*** Exercise passage Section Begins ***
Marie’s final project is a dam, so that the nuns will have water in times of drought. Again, there is much opposition to it, and it causes a flood. All of Marie’s projects have serious consequences for the environment, although she is unaware of the impact. She thinks she’s improving the lives of the nuns of her community, and she is, but she doesn’t realize the long-term implications of her actions. Groff makes the reader aware of what is happening to the environment, as trees are torn down, the area is flooded, and animals are displaced from their habitat.
When a mysterious illness devastates the nearby town, the priests who come to the abbey to say Mass and take confessions all die, and, instead of sending for a priest from another town, Marie decides to do the priest’s duties herself. Many of the nuns are horrified at the idea of a woman saying Mass, and this causes a rift in the community, with Marie’s close friend Ruth turning against her. Others support her, though, and some of the nuns make confessions to her that they would never make to a male priest. Marie goes on in spite of the opposition. During the papal interdict of 1208, she refuses to tell the nuns that England is under interdict, so they can go on as before. Only her prioress, Tilde, who is a distant relation of the royal family, finds out by accident when she sees one of Marie’s letters, but she does not oppose her.
Marie is a very complex character. She is a strong leader of her community and inspires great loyalty, but she also makes many enemies with her unconventional beliefs and her building projects that isolate the community. Marie is not always sympathetic. She can be ruthless in her ambitions, and will resort to violence and dishonesty when she thinks it’s in her interest to do so, but ultimately she proves to be quite admirable. The reader feels for her when Eleanor rejects her, and when some of her friends turn against her.
*** Exercise passage Section Ends ***
*** Data block Section Begins ***
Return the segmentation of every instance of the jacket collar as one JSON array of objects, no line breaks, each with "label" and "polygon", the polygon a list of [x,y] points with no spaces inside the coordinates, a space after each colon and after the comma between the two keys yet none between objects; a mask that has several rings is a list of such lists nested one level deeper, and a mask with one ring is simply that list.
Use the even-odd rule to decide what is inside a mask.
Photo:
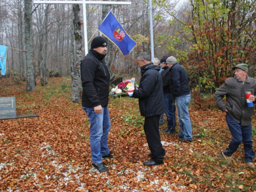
*** Data block Section Ends ***
→ List of tasks
1 – Write out the review of Groff's novel word for word, from "Marie is a very" down to "turn against her.".
2 – According to the review of Groff's novel, what is Tilde's position in the community, and how is she related to the royal family?
3 – Please carry on the review of Groff's novel from where it stops.
The data is separate material and is unrelated to the review of Groff's novel.

→ Answers in order
1 –
Marie is a very complex character. She is a strong leader of her community and inspires great loyalty, but she also makes many enemies with her unconventional beliefs and her building projects that isolate the community. Marie is not always sympathetic. She can be ruthless in her ambitions, and will resort to violence and dishonesty when she thinks it’s in her interest to do so, but ultimately she proves to be quite admirable. The reader feels for her when Eleanor rejects her, and when some of her friends turn against her.

2 – Tilde is Marie's prioress and a distant relation of the royal family.

3 –
Lauren Groff has a beautiful writing style, which is almost like poetry. Matrix is not the easiest book to read, and it took me a while to get used to Groff’s style. Another reviewer has said that Hilary Mantel is the closest comparison, so if you enjoyed Wolf Hall and its sequels, you will probably enjoy Matrix. I admit I tried to read one of Mantel’s books once and couldn’t get into it, but I would like to try again. Groff writes as an outside narrator looking in at the lives of her characters, especially Marie. The language is stunning once you get used to it. The novel is written in the present tense, which I usually dislike in historical fiction, but it works here because it gives the reader a sense of immediacy. You are drawn into the community that Groff creates.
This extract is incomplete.